Copy out the blog post about building a headphone advert in Photoshop word for word, from start to finish.

» EXTRACTED TEXT:
---
Thursday, 5 May 2011

playing in photoshop... again

Here is a breakdown of my latest photoshop session: creating an advert from scratch.

To start with i needed a product, which would be my Skullcandy headphones. I wanted to keep it simple looking so i shot them on my desk with a lamp to one side creating interesting shadows, and the main light in the room on so they weren't too harsh.

I added a little vignetting in photoshop by cutting a circle out of a black filled square and then Gaussian blurred the rest, leaving just the soft outer edges. So far so good.


To make the headphones my own design i had to do some heavy photoshopping. I started with the colour. Rather than modify the whole lot i chose certain parts of the headphones to change colour, easing my workload. I started by using the quick select and circle select/deselect tools to perfect my selection (with the aid of my graphics tablet). I selected all the bits that i wanted to change using this method, which took about 20 minutes.


To change the colour (i wanted a nice vibrant orange) i opened the hue/sat window, set it to colourise (or colorize as the americans over at Adobe would have me spell it) and found the colour i was after. Straight away it looked pretty awesome.


Colour adjustments complete


 Next came the logo. Now i had decided to rebrand the headphones to my own fictional company 'Waveform' so the logo naturally had to be a wave. I found a similar logo through google images and just filled in the bits i did/didn't want with white/black to get my own logo the easy way.


Then it was just a matter of filling the white with orange, adding grain to match the headphone material (filters>noise>add noise) and rotating it into place. To blend it in i cut all the black out and clone stamped in the gray plastic from the headphones. Sorted.


Now my idea was to have the company customise the headphones in any colour combination desired, so a decided to theme the image that way by adding paint splats over it, as if they'd just been sprayed. I have a selection of stock images i bought a while back, which included black and white photos of paint splats and drips (pre-keyed). So it was easy to simply change the colour with hue/sat and set the layer mode to 'multiply' and presto, the paint splats look real. Some erasing was required where the layer mode looked wierd on the headphones, which ruined the effect of the paint being underneath them.
---
» AVAILABLE DATA:
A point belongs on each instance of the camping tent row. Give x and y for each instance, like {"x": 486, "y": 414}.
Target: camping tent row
---
» EXERCISE RESULT:
Thursday, 5 May 2011

playing in photoshop... again

Here is a breakdown of my latest photoshop session: creating an advert from scratch.

To start with i needed a product, which would be my Skullcandy headphones. I wanted to keep it simple looking so i shot them on my desk with a lamp to one side creating interesting shadows, and the main light in the room on so they weren't too harsh.

I added a little vignetting in photoshop by cutting a circle out of a black filled square and then Gaussian blurred the rest, leaving just the soft outer edges. So far so good.


To make the headphones my own design i had to do some heavy photoshopping. I started with the colour. Rather than modify the whole lot i chose certain parts of the headphones to change colour, easing my workload. I started by using the quick select and circle select/deselect tools to perfect my selection (with the aid of my graphics tablet). I selected all the bits that i wanted to change using this method, which took about 20 minutes.


To change the colour (i wanted a nice vibrant orange) i opened the hue/sat window, set it to colourise (or colorize as the americans over at Adobe would have me spell it) and found the colour i was after. Straight away it looked pretty awesome.


Colour adjustments complete


 Next came the logo. Now i had decided to rebrand the headphones to my own fictional company 'Waveform' so the logo naturally had to be a wave. I found a similar logo through google images and just filled in the bits i did/didn't want with white/black to get my own logo the easy way.


Then it was just a matter of filling the white with orange, adding grain to match the headphone material (filters>noise>add noise) and rotating it into place. To blend it in i cut all the black out and clone stamped in the gray plastic from the headphones. Sorted.


Now my idea was to have the company customise the headphones in any colour combination desired, so a decided to theme the image that way by adding paint splats over it, as if they'd just been sprayed. I have a selection of stock images i bought a while back, which included black and white photos of paint splats and drips (pre-keyed). So it was easy to simply change the colour with hue/sat and set the layer mode to 'multiply' and presto, the paint splats look real. Some erasing was required where the layer mode looked wierd on the headphones, which ruined the effect of the paint being underneath them.